= Текст страницы =

Обычно, материал, усвоенный композитором со стороны, очень легко определяется. Это обычно связано с его ощущением природы, мы здесь можем вспомнить Рахманинова, Чайковского, описательные вещи, живописные вещи – здесь мы уже видим взрослого человека, который преломил через своё внутреннее зрение в музыкальных образах отдельные пейзажи, картины… Но вот именно базовые темы: зло, добро, гармония, хорошее настроение, хорошее состояние, свет – это всё есть уже в нас. И в принципе, каждый человек, который чуть-чуть займется композицией, возьмет азы (профессии – ред.), он из себя своё ощущение того или иного состояния «вынет», выкристаллизует, отфильтрует и напишет. И у каждого это будет по-разному, и у всех это будет довольно убедительно, потому что это связано с нашей физикой, с нашей анатомией, с нашим строением, со всем нашим «составом», как говорил Гоголь, а я очень люблю пользоваться этим словом Гоголя.
Но если в «Гноме» у нас нечистая в основном связанная со сказочными персонажами, мифологическими – это конечно было связано с тем, что картинка-то была «Гном», поэтому она пробудила мифологию. А вот «Яга» – это совершенно другая картина нехорошего. Яга породила в сознании Мусоргского совершенно другие ассоциации, не связанные с мифами, нет, а связанные с его глубинным физиологическим пониманием и ощущением зла.
В наше время с интернетом, ссылками и разными возможностями находить информацию, этимологию Яги вы можете отследить в течение получаса, получив исчерпывающую информацию. Но главное и определяющее, что мы имеем в образе Яги – это всё-таки древнеславянские корни, как олицетворение зла и смерти. Это богиня смерти по одной из многочисленных версий, той, к которой я
склоняюсь, потому что у всех народов есть такие антропоморфные боги и почему-то, как правило, женского пола: и у ацтеков, и у индийцев, и у славян. Вот такая вот Баба, символизирующая смерть и уничтожение всего живого везде с разными национальными особенностями.
В русском сознании, таком корневом, очень глубоком, Яга – это что-то, связанное с особым цинизмом. Если вы помните она жарит детей, пожирает детей. Это очень всё страшно. Если мы абстрагируемся от своих защитных реакций, которыми нас снабдила советская власть, отрезая наши корни от богатой культуры, потому что все вы прекрасно знаете, что главная задача коммунистов была создать нового человека, а значит нужно было его отрезать от культуры. Нас отрезали от культуры во всем, во всём, постоянно, и продолжают это всё делать. Иной раз сознательно, сейчас уже не столько сознательно, сколько подсознательно, по инерции это происходит с несчастными русскими. Наше сознание всё время обрезается, обрезается и обрезается, как кочерыжка, перед тем, как её положить в суп или в борщ, не знаю, куда её кладут, в щи… Короче говоря, до такой степени уже наше культурное сознание, корневое ощущение принадлежности к истории, национальным, историческим корням всё отрезано, что мы, после 100 лет этого чудовищного эксперимента на мозг, на культуру и на все, что с нами было произведено, мы превратились в такие голые кочерыжки обструганные. И сейчас задача каждого культурного русского человека – восстановить свою идентичность, попробовать отрастить корни, что очень, конечно, трудно, попробовать вернуть себе всё, пользуясь информацией… Это в общем-то работа всей жизни, чтобы стать человеком снова, потому что мы, по замыслу советского инкубатора, мы перестали быть людьми. Это в общем так оно и есть.

= Исходные строки =
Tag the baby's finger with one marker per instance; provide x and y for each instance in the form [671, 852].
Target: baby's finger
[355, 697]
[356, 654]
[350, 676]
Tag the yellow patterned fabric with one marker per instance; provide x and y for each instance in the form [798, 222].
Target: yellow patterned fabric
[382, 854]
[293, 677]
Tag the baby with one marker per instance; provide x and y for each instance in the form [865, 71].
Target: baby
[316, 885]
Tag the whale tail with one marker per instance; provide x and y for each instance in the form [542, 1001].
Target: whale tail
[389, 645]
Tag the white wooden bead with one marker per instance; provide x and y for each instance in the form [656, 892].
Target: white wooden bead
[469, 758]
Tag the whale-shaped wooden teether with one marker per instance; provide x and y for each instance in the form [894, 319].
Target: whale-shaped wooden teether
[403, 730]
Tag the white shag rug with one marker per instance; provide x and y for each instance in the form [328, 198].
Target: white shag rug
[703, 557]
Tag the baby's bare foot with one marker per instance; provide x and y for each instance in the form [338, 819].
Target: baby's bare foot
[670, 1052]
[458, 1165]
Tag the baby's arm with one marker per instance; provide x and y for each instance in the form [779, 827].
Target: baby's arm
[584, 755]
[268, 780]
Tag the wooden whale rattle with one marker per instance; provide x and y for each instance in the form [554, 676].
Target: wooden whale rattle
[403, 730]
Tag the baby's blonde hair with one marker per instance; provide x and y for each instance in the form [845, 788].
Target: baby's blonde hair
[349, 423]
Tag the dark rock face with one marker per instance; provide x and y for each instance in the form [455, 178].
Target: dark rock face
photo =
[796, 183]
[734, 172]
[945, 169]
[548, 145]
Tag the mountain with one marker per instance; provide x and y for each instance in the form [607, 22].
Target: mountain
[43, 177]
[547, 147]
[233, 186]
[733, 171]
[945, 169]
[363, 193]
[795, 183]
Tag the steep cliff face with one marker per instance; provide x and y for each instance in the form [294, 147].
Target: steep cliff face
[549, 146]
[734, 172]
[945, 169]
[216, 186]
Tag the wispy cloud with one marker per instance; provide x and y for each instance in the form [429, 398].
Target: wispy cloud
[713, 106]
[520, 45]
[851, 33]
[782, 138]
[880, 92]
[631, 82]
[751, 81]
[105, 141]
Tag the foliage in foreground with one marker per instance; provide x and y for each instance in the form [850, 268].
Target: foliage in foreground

= Что сделать =
[A] Ответьте на вопросы по тексту о Мусоргском и Яге:
(i) Что пробудила в Мусоргском картинка «Гном»?
(ii) У каких народов, согласно тексту, есть антропоморфные боги смерти женского пола?
(iii) Чьё слово «состав» любит использовать говорящий?
[B] Подхватите текст о Мусоргском и Яге и продолжите его после последнего предложения.
Строки здесь никак не используются.

= Ответы по заданиям =
[A]
(i) Мифологию: нечистая в «Гноме» связана в основном со сказочными и мифологическими персонажами.
(ii) У ацтеков, у индийцев и у славян.
(iii) Слово Гоголя.

[B]
Поэтому что у нас Баба Яга? Баба Яга это то, что у нас с 30-х годов уже пропагандировала советская власть хорошими актерскими работами: непонятная какая-то дурочка, то ли комическая, то ли она не комическая. Четыре поколения уже выросли на этих совершенно новых образах, 60 лет нас уже укладывают спать «Спокойной ночи, малыши», где это уже вообще все наши глубинные корневые знания о фольклоре трансформировались в какой-то непонятный китч, дешевый, глупый, скучный, никого не интересующий. Вот это вот наше сознание.
Но у Мусоргского этого не было! У Мусоргского Яга могла вызвать только настоящие ассоциации, которые и должна была вызывать эта страшная Богиня Смерти, Богиня Цинизма, Богиня всего, что бьёт под дых. Ну а породила, триггером явилась вовсе невинная картинка Гартмана, где были… часы с кукушкой.
Так что вы видите, насколько наивно и глупо предполагать, что Гартман что-либо породил в Мусоргском, что являлось сюжетом зарисовки. Да нет, конечно! Это чрезвычайно наивно и глупо! И к сожалению, вот из-за этого легкомысленного отношения, из-за того, что у нас отрезаны корни, из-за того, что мы люди без корней, из-за того, что мы лысые кочерыжки в культурном отношении. Мы всю музыку пустили под откос, всю культуру, всю глубину, все наши ощущения. Мы все такие «культурные беспризорники».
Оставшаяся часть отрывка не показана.